■ **SET TASK**:
Copy the lines below word for word. Begin with the line that contains "Can you see the sky" and go on through the line that contains "column 184, row 650", including both of those lines.

■ **Recorded data**:

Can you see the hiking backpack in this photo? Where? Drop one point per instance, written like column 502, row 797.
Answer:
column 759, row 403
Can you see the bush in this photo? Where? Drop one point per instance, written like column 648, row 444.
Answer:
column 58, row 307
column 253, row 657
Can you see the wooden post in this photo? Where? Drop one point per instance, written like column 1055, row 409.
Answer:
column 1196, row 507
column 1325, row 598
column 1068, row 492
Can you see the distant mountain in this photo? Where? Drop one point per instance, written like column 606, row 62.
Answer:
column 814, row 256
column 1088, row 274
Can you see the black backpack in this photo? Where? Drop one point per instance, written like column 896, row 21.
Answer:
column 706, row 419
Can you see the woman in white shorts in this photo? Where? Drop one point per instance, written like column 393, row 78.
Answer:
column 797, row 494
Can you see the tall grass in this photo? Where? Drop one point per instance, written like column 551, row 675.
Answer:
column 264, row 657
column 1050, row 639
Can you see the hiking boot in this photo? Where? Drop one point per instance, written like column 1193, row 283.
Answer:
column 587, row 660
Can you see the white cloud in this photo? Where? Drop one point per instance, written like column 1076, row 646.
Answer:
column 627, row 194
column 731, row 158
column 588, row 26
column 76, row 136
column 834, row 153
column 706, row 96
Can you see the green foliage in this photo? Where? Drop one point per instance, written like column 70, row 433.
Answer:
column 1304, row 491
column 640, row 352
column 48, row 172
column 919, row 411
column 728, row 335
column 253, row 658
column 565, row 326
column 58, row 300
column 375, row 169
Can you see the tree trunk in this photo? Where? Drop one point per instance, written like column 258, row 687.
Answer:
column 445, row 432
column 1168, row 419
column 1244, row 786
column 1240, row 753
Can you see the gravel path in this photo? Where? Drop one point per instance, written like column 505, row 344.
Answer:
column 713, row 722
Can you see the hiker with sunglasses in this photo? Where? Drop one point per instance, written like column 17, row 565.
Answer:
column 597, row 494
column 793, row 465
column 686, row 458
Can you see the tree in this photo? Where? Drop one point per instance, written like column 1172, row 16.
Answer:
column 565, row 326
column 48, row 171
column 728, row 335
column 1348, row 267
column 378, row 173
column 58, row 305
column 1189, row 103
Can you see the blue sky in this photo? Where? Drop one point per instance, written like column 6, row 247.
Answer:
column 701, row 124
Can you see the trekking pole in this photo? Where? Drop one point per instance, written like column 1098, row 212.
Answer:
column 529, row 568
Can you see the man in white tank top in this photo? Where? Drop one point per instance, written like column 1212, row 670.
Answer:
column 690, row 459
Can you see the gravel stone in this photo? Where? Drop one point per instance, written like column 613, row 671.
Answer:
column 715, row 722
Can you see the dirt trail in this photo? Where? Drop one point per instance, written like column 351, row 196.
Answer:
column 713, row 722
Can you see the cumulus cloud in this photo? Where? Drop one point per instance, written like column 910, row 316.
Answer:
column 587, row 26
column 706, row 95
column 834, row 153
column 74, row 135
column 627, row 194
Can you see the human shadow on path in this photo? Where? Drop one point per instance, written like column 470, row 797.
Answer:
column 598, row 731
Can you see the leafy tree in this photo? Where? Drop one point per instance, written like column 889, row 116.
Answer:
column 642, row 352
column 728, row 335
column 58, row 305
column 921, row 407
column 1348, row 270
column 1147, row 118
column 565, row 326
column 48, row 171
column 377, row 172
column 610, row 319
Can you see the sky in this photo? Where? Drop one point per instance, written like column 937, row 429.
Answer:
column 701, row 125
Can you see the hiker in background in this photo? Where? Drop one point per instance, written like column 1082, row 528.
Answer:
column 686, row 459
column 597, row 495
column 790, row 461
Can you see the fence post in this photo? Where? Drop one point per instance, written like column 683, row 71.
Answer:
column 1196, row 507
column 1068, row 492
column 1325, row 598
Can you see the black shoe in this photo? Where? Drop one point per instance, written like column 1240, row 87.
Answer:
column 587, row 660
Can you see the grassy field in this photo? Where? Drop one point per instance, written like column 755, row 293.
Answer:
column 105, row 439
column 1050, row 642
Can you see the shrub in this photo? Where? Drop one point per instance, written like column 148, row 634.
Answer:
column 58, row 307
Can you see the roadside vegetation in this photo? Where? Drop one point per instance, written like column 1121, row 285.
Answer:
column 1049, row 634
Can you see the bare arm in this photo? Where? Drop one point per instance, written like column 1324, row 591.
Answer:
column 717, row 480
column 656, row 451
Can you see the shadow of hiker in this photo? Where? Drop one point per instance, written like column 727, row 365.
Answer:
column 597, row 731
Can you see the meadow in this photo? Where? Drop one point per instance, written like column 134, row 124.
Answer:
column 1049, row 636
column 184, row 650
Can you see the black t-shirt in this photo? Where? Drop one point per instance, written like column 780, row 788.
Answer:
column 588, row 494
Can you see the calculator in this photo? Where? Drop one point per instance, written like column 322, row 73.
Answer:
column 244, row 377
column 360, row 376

■ **COMPLETE ANSWER**:
Can you see the sky in this photo? Where? Drop one point per instance, written like column 937, row 429.
Answer:
column 701, row 125
Can you see the hiker in background in this photo? Where? Drop one point per instance, written like column 1082, row 528.
Answer:
column 686, row 459
column 597, row 495
column 790, row 461
Can you see the fence post in this photo? Where? Drop one point per instance, written like column 683, row 71.
Answer:
column 1196, row 507
column 1068, row 492
column 1325, row 598
Can you see the black shoe in this photo? Where? Drop one point per instance, written like column 1240, row 87.
Answer:
column 587, row 660
Can you see the grassy field in this photo? Where? Drop one point per instance, written like column 755, row 293.
Answer:
column 105, row 439
column 1050, row 642
Can you see the shrub in this photo? Where? Drop one point per instance, written like column 148, row 634.
Answer:
column 58, row 307
Can you see the roadside vegetation in this photo? Where? Drop one point per instance, written like column 1121, row 285.
Answer:
column 1049, row 634
Can you see the bare arm in this photo? Where? Drop one point per instance, written like column 1324, row 591.
Answer:
column 717, row 480
column 656, row 451
Can you see the shadow of hiker in this photo? Where? Drop one point per instance, written like column 727, row 365.
Answer:
column 597, row 731
Can you see the meadow in this photo? Where? Drop one point per instance, written like column 134, row 124.
Answer:
column 1049, row 636
column 184, row 650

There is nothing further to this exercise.